Requirement
Please copy out every line of the data word for word.

Referring expression data
————
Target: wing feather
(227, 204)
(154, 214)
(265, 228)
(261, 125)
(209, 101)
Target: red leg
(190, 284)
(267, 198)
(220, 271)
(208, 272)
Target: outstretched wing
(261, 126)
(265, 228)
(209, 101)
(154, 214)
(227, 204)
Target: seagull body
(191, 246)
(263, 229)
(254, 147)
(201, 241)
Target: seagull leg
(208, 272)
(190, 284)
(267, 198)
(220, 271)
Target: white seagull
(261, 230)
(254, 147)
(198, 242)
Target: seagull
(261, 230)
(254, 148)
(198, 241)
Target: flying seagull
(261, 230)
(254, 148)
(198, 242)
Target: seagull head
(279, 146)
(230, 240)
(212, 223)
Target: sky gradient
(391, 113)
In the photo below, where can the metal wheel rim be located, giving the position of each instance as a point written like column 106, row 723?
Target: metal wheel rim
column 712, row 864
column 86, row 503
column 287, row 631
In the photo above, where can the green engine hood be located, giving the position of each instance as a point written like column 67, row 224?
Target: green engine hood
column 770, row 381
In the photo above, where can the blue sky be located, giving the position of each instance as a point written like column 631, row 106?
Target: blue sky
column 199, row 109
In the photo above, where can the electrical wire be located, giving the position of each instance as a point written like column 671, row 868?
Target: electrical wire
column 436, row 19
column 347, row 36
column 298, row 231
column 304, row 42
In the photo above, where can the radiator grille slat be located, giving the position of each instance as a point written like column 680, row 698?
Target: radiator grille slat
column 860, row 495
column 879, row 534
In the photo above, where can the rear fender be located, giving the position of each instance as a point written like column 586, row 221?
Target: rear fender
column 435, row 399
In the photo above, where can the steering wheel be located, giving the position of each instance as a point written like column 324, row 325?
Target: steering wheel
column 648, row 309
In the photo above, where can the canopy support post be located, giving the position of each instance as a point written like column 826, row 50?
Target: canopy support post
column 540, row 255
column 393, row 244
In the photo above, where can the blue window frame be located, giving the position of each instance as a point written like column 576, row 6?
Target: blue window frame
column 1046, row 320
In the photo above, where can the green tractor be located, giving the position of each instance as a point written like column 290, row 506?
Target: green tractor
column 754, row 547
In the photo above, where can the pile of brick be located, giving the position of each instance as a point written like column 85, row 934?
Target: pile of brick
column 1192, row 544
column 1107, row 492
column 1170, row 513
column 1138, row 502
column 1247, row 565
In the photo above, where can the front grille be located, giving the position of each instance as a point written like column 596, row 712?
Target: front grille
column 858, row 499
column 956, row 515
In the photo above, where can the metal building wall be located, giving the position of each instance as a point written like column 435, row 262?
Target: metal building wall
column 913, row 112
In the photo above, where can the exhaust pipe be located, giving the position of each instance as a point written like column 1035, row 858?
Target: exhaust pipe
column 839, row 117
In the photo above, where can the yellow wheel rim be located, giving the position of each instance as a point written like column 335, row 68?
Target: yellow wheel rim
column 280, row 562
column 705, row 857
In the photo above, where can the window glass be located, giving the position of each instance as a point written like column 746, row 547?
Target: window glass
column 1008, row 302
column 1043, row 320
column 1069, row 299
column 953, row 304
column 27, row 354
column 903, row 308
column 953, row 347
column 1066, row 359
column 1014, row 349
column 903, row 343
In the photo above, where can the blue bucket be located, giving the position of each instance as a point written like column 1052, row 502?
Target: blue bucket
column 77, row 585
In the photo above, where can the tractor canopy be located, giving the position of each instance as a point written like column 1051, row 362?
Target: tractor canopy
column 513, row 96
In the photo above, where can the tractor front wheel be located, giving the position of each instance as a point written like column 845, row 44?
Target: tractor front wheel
————
Answer to the exercise
Target: wing feather
(227, 204)
(154, 214)
(265, 228)
(261, 125)
(209, 101)
Target: red leg
(190, 284)
(267, 198)
(220, 271)
(208, 272)
Target: outstretched wing
(261, 126)
(265, 228)
(209, 101)
(154, 214)
(227, 204)
Target: seagull body
(191, 246)
(263, 229)
(254, 147)
(201, 241)
Target: seagull leg
(208, 272)
(190, 284)
(267, 198)
(220, 271)
Target: white seagull
(261, 230)
(254, 147)
(198, 242)
Target: seagull
(261, 230)
(254, 148)
(198, 241)
Target: flying seagull
(261, 230)
(254, 148)
(198, 242)
Target: seagull head
(279, 146)
(230, 240)
(212, 223)
Target: sky gradient
(391, 113)
In the photo below, where can the metal wheel rim be located, giving the position of each instance as a point written like column 106, row 723?
Target: metal wheel rim
column 712, row 864
column 86, row 503
column 287, row 631
In the photo above, where can the green engine hood be located, giving the position of each instance as a point written like column 67, row 224?
Target: green engine hood
column 770, row 381
In the photo above, where can the blue sky be located, giving the position of each instance as a point written like column 631, row 106?
Target: blue sky
column 199, row 109
In the photo above, where can the electrical wire be located, giving the position of each instance as a point written like column 671, row 868?
Target: electrical wire
column 436, row 19
column 347, row 36
column 298, row 231
column 304, row 42
In the photo above, where can the radiator grille slat be located, giving the position of each instance as a point written like column 680, row 698?
Target: radiator grille slat
column 860, row 495
column 879, row 534
In the photo above, where can the rear fender be located, giving the position of each instance as a point written like column 586, row 221?
Target: rear fender
column 435, row 399
In the photo above, where can the steering wheel be located, giving the position of each instance as a point written like column 324, row 325?
Target: steering wheel
column 648, row 309
In the photo above, where can the canopy support post be located, giving the position of each instance as a point written like column 826, row 50?
Target: canopy support post
column 540, row 255
column 393, row 244
In the photo above, where can the blue window frame be located, giving the position of each instance as a point written like column 576, row 6?
Target: blue window frame
column 1046, row 320
In the photo above, where can the green tractor be located, giving the position of each instance as a point written like column 290, row 506?
Target: green tractor
column 754, row 547
In the photo above, where can the pile of brick be located, giving the position of each instance as a point written like column 85, row 934?
Target: pile of brick
column 1192, row 544
column 1107, row 492
column 1170, row 513
column 1138, row 502
column 1247, row 565
In the photo above, where can the front grille be located, giving the position of each instance as a point written like column 596, row 712?
Target: front grille
column 858, row 499
column 956, row 515
In the photo above, where can the metal building wall be located, giving the position of each instance as a point written like column 435, row 262?
Target: metal building wall
column 913, row 112
In the photo above, where can the exhaust pipe be located, giving the position of each instance as a point written like column 1035, row 858?
Target: exhaust pipe
column 839, row 117
In the photo above, where can the yellow wheel rim be located, giving the position of each instance as a point written like column 335, row 68?
Target: yellow wheel rim
column 280, row 562
column 705, row 857
In the photo above, where can the window glass be located, giving the position of each instance as a point written like column 746, row 547?
Target: window glass
column 1008, row 302
column 1043, row 320
column 1069, row 299
column 953, row 304
column 27, row 354
column 903, row 308
column 953, row 347
column 1066, row 359
column 1014, row 349
column 903, row 343
In the photo above, where can the blue bucket be located, giving the position of each instance as a point written like column 1052, row 502?
Target: blue bucket
column 77, row 585
In the photo above, where can the tractor canopy be located, giving the position of each instance as a point written like column 1051, row 362?
Target: tractor canopy
column 513, row 96
In the photo above, where can the tractor front wheel be located, giving the position of each instance as a point written like column 845, row 44?
Target: tractor front wheel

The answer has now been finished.